**EXERCISE:**
Give the number of lines in the records below that include the word "negative", and add nothing to it.

**Collected data entries:**
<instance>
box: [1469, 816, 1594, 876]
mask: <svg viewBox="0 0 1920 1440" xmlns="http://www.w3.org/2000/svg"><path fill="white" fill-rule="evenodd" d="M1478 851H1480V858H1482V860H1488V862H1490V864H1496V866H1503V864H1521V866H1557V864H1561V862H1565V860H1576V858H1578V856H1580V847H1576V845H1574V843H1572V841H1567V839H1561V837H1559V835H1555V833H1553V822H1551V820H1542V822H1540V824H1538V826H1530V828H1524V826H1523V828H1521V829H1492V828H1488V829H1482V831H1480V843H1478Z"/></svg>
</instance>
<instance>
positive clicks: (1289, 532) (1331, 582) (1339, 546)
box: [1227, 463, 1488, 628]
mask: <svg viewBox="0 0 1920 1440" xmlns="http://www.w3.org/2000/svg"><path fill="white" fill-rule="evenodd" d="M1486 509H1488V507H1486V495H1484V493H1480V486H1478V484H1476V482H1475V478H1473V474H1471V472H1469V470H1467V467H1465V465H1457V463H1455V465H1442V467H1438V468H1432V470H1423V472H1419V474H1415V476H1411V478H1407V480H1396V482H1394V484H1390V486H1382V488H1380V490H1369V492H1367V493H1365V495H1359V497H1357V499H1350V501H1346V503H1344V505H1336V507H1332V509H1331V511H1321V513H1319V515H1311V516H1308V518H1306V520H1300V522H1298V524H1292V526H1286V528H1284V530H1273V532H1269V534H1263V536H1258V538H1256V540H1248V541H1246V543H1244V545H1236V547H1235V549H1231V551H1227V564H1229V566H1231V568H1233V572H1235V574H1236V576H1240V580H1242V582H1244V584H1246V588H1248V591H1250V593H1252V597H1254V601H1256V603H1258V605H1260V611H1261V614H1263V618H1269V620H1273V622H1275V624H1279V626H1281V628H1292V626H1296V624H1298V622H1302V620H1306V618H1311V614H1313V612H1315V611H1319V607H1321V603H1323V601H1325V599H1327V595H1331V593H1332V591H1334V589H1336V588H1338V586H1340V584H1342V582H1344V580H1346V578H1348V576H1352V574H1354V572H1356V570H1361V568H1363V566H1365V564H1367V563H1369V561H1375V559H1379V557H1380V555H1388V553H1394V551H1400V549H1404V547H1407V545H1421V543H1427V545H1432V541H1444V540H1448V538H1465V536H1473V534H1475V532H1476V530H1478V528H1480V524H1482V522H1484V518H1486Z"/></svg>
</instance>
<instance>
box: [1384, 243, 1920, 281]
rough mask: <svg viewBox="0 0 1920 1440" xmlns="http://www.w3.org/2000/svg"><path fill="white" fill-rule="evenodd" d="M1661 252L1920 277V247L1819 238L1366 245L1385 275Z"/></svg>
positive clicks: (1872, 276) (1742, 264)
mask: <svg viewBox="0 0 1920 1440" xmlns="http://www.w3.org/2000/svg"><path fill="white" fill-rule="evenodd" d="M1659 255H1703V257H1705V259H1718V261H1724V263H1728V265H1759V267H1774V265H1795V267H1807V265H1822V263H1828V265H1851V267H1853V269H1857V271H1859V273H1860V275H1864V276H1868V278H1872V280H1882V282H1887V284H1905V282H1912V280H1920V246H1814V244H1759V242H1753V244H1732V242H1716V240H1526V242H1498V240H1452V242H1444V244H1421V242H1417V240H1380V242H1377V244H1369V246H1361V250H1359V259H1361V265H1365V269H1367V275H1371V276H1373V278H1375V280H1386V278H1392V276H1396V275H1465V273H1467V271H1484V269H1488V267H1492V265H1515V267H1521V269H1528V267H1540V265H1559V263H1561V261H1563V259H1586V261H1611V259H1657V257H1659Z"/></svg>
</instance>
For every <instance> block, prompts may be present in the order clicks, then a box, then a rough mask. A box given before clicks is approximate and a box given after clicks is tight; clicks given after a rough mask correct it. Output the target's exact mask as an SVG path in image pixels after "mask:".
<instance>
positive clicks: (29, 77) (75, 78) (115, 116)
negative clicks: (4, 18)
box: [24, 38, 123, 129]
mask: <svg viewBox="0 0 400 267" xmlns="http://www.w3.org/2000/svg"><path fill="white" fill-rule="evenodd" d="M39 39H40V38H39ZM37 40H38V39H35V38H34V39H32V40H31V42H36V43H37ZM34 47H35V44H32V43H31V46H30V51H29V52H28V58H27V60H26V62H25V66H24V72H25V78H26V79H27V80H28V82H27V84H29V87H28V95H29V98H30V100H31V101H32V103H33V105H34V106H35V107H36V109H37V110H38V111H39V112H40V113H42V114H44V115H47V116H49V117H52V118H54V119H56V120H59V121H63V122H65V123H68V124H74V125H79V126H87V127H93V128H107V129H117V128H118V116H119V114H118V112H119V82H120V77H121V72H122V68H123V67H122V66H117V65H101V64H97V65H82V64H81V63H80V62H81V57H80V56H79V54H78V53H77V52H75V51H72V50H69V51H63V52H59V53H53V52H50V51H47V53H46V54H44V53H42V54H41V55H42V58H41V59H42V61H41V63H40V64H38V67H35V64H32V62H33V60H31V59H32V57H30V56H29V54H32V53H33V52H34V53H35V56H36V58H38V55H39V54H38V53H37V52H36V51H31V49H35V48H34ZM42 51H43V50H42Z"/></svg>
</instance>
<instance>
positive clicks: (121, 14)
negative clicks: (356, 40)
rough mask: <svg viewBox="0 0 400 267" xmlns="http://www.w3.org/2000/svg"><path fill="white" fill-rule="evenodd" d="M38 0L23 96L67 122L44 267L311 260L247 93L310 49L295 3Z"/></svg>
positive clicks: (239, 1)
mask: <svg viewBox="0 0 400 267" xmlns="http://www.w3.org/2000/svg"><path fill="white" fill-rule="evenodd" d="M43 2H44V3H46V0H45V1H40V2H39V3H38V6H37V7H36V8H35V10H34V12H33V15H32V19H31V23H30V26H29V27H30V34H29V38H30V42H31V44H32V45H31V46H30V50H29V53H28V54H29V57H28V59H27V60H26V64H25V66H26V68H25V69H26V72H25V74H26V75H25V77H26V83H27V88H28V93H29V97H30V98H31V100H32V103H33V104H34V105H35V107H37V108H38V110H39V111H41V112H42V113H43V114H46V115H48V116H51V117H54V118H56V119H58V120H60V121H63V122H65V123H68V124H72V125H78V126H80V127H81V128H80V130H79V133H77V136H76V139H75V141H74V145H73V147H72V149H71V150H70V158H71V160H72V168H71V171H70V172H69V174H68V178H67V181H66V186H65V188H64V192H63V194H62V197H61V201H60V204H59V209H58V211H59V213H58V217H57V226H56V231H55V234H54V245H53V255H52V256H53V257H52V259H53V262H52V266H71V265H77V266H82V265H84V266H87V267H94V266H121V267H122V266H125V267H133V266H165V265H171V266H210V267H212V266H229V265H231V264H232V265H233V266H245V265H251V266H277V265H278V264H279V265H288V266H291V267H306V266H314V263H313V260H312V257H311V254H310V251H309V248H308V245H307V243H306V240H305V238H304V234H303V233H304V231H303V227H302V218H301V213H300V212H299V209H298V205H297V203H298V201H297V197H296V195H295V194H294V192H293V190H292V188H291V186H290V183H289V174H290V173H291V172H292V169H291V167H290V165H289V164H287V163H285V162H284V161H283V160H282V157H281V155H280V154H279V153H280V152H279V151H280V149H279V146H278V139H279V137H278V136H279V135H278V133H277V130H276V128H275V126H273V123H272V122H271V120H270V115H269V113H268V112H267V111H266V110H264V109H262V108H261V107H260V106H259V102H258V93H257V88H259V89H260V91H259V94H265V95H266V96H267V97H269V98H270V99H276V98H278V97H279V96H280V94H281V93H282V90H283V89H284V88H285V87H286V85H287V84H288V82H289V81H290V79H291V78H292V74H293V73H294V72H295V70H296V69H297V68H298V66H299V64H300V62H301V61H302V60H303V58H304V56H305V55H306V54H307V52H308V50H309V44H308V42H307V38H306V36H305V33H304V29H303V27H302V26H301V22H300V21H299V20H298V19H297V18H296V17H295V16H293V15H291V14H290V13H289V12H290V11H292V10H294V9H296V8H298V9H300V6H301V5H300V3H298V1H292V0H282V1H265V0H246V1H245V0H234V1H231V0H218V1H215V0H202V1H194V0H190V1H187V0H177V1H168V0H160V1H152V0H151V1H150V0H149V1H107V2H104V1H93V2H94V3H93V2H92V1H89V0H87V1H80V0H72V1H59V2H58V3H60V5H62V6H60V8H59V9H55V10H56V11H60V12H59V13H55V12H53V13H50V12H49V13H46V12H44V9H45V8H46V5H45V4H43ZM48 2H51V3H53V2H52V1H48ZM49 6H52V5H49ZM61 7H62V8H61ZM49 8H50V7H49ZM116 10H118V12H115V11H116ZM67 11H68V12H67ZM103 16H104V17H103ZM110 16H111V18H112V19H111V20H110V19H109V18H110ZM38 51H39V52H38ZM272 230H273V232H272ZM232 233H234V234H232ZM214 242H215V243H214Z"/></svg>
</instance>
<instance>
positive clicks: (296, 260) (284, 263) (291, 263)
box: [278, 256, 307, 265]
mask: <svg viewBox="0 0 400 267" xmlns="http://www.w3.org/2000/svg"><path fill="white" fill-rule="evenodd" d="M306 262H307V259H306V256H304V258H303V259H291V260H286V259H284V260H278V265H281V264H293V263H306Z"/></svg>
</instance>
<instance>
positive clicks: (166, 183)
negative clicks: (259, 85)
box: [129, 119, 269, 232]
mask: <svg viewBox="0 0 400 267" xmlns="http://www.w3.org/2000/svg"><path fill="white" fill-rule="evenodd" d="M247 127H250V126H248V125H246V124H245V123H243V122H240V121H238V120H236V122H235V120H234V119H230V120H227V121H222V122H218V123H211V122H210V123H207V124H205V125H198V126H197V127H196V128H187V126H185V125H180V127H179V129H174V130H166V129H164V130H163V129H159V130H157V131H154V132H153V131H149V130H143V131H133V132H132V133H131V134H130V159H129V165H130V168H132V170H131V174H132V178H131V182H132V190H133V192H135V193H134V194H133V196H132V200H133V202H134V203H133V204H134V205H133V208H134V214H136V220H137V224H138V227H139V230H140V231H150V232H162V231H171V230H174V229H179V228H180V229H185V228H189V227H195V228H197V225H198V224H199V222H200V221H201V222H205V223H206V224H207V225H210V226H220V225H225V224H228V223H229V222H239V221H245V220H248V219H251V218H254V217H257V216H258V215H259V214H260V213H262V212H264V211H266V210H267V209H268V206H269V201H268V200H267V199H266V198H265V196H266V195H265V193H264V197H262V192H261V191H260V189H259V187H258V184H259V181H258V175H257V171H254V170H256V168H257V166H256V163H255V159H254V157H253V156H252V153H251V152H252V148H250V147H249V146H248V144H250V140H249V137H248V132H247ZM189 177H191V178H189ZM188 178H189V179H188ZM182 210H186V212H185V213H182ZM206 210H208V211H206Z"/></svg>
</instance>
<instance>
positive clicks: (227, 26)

**SOLUTION:**
3